Given task :: Please gather every line from the records below that contains the word "rice". Case counts.

Dataset excerpts ::
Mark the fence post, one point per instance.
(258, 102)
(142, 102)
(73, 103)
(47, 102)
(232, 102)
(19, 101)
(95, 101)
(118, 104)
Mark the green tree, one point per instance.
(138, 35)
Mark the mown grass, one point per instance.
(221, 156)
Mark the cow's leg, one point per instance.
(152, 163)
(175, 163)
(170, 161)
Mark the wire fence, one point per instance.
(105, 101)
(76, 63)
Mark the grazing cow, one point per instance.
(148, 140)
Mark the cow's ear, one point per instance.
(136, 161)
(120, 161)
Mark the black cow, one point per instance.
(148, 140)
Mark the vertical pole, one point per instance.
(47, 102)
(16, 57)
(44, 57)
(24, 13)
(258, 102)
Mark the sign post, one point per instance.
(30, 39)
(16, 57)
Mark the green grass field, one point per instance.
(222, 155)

==

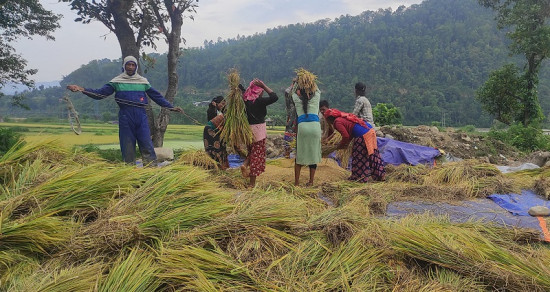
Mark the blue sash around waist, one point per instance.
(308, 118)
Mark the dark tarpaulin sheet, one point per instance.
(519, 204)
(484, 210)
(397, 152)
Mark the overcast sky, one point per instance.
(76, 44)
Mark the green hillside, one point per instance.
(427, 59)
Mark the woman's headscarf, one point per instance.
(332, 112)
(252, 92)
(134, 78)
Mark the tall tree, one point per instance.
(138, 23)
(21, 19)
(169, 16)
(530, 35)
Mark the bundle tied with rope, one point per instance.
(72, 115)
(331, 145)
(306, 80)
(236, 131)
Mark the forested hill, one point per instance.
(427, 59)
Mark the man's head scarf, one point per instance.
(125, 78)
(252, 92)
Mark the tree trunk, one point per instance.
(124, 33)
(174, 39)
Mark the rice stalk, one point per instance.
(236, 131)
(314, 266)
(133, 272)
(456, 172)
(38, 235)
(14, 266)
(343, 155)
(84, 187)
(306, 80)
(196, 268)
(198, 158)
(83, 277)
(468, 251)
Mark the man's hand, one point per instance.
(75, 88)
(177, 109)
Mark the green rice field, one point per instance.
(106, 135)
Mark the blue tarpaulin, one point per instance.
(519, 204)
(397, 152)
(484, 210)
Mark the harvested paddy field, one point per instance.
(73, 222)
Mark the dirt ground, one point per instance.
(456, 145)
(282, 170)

Result for this exercise ::
Mark the rice stalk, one point per instance.
Mark the green rice field, one point per instance.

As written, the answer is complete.